--- Begin MATERIAL PROVIDED ---

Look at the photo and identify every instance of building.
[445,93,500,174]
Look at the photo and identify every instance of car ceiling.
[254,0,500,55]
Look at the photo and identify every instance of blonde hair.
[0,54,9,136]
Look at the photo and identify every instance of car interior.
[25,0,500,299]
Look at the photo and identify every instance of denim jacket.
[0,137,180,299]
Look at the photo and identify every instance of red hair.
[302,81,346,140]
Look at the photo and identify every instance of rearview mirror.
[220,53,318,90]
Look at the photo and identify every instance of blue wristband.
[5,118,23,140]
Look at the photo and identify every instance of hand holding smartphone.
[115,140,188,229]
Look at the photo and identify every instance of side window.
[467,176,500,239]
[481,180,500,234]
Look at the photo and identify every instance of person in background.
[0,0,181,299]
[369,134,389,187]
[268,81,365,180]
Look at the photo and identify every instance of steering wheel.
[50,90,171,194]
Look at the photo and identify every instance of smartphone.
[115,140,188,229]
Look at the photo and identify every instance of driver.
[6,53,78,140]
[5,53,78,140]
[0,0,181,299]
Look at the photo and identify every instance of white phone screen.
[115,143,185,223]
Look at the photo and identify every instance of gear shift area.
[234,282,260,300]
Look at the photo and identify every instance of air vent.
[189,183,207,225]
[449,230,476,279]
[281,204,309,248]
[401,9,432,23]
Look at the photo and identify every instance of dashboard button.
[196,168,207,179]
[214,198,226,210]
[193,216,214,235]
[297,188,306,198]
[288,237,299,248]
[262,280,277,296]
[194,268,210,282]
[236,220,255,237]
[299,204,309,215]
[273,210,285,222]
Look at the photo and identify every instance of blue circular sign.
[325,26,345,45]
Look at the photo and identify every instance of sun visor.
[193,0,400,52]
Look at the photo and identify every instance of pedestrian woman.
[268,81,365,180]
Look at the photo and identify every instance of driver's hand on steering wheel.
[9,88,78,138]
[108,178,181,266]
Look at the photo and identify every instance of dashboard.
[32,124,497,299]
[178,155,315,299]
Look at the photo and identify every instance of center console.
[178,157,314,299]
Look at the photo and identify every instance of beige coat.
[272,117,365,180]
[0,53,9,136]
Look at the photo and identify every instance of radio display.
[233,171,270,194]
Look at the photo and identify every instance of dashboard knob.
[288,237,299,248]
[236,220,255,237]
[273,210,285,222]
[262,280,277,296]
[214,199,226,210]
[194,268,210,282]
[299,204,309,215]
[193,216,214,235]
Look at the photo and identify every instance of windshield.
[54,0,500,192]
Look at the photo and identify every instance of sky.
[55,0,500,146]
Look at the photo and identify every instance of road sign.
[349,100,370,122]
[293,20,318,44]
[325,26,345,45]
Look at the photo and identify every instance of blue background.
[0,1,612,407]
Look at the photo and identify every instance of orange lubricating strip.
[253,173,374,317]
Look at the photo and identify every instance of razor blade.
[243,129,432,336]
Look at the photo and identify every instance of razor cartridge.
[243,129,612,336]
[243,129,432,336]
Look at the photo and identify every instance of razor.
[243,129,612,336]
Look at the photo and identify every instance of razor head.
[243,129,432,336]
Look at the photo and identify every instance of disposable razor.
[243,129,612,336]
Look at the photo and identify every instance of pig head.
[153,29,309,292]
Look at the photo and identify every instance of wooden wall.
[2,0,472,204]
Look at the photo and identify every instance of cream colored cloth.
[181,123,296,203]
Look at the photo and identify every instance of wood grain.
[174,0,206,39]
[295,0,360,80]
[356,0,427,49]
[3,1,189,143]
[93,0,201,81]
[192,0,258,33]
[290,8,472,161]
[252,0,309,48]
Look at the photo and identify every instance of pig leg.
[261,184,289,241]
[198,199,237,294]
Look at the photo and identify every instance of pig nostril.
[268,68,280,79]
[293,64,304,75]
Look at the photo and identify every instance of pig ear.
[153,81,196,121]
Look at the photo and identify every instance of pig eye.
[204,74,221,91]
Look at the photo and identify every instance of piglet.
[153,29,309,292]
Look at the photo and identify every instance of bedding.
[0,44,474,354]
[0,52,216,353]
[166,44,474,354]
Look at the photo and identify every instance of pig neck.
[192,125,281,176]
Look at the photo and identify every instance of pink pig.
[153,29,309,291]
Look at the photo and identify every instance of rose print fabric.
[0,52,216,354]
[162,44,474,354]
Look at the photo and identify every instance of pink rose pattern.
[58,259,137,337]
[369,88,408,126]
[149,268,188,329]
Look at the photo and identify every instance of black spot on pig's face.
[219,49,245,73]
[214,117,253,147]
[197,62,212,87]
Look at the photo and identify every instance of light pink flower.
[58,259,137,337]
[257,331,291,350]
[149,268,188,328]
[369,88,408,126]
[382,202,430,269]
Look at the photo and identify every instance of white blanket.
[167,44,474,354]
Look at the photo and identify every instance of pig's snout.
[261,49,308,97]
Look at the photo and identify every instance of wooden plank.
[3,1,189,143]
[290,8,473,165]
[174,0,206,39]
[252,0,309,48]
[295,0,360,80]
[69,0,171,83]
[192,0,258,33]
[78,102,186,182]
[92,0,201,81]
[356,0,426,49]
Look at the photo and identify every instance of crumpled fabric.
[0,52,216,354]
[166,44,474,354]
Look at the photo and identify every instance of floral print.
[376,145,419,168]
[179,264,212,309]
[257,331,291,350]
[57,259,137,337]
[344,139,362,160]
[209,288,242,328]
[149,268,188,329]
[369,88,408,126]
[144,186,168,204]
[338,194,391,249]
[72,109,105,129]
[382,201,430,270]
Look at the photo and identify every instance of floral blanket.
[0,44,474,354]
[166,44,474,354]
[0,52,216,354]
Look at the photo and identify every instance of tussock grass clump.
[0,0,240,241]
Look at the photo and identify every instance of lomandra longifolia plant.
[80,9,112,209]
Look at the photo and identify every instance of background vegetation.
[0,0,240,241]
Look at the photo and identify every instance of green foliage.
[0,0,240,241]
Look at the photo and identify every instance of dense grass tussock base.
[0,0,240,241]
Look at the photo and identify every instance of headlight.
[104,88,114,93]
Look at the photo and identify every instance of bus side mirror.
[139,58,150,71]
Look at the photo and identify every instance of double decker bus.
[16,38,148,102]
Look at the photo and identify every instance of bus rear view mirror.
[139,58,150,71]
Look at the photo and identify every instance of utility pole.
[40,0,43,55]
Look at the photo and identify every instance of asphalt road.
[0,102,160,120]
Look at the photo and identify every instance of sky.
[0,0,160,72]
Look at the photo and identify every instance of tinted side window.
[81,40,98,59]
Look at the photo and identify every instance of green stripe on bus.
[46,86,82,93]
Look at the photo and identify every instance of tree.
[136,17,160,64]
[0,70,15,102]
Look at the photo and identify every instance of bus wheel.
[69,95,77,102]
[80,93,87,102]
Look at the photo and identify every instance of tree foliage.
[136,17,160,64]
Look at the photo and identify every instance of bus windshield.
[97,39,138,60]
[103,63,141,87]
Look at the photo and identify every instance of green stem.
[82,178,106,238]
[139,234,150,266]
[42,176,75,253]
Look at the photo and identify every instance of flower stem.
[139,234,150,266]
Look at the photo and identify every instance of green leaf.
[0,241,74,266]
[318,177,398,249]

--- End MATERIAL PROVIDED ---

Switch every "pig" to "hog" in the part that opens with the line containing "Look at the photo and identify every instance of wood grain." and closes with the line containing "[293,64,304,75]", and give only those lines again with nothing else changed.

TASK SOLUTION
Look at the photo and identify every instance of wood grain.
[174,0,206,39]
[295,0,360,80]
[356,0,427,49]
[3,1,189,143]
[93,0,201,81]
[192,0,258,33]
[290,8,472,161]
[252,0,309,48]
Look at the photo and identify every instance of hog leg.
[261,184,289,241]
[198,199,237,294]
Look at the photo and identify every instance of hog nostril.
[268,68,280,79]
[293,64,304,75]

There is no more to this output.